# START OF TEXT

WHEREAS, the BTG, Inc. Employee Stock Purchase Plan (the
"Plan") has been duly adopted by the Board of Directors of BTG, Inc. (the
"Company") on May 26, 1995 and by the shareholders of the Company on August 30,
1995 to enable eligible employees of the Company and its participating
affiliates (as defined below), through Payroll deductions, to purchase shares
of the Company's common stock (the "Common Stock") and thus to benefit the
Company by increasing the employees' interest in the Company's growth and
success and encouraging eligible employees to remain in the employ of the
Company or its participating affiliates; and
WHEREAS, the Board of Directors has approved certain
amendments to the Plan subject to shareholder approval, to be effective as of
the commencement of the first Payroll Deduction Period (as defined below)
following such shareholder approval, and has authorized restatement of the Plan
to reflect such amendments, as set forth below;
NOW, THEREFORE, the provisions of the Plan, as amended and
restated, are set forth below:
1. SHARES SUBJECT TO THE PLAN. Subject to adjustment as provided
in Section 21 below, the aggregate number of shares of Common Stock that will
be made available for purchase by participants under the Plan is 400,000. The
shares issuable under the Plan may, in the discretion of the Board of Directors
of the Company (the "Board"), be either authorized but unissued shares or
treasury shares. To the extent there shall be any adjustment pursuant to the
provisions of Section 21 hereof, the aforesaid number of shares shall be
appropriately adjusted.
2. ADMINISTRATION. The Plan shall be administered under the
direction of the Employee Stock Purchase Plan Committee (the "Committee"),
consisting of at least two members of the Board, none of whom shall be an
employee of the Company or its affiliates or otherwise eligible to participate
in the Plan. Members of the Committee shall be appointed, and may be removed,
by the affirmative vote of the majority of the entire Board. No member of the
Board or the Committee shall be liable for any action or determination made in
good faith with respect to the Plan.
3. INTERPRETATION. It is intended that the Plan meet the
requirements for an "employee stock purchase plan" under Section 423 of the
Internal Revenue Code of 1986 (the "Code") and is to be so applied and
interpreted. Subject to the express provisions of the Plan, the Committee
shall have authority to interpret the Plan, to prescribe, amend and rescind
rules relating to it, and to make all other determinations necessary or
advisable in administering the Plan, all of which determinations will be final
and binding upon all persons.

# END OF TEXT

TASK INSTRUCTIONS –
A. According to the stock purchase plan, how is letting eligible employees buy common stock through payroll deductions meant to benefit the Company?
B. Under the stock purchase plan, what total number of shares of Common Stock is made available for purchase by participants?
The items placed after this text have no role in the work here.

# START OF DATASET ENTRIES

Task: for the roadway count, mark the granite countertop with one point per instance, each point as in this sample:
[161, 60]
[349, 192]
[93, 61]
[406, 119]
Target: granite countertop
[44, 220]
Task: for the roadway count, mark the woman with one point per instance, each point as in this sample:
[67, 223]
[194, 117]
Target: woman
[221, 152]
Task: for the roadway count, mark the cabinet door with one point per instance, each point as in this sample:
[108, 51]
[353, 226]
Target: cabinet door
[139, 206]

# END OF DATASET ENTRIES

THE ANSWERS –
A. It increases the employees' interest in the Company's growth and success. It also encourages eligible employees to stay employed by the Company or its participating affiliates.

B. 400,000 shares, subject to adjustment as provided in Section 21.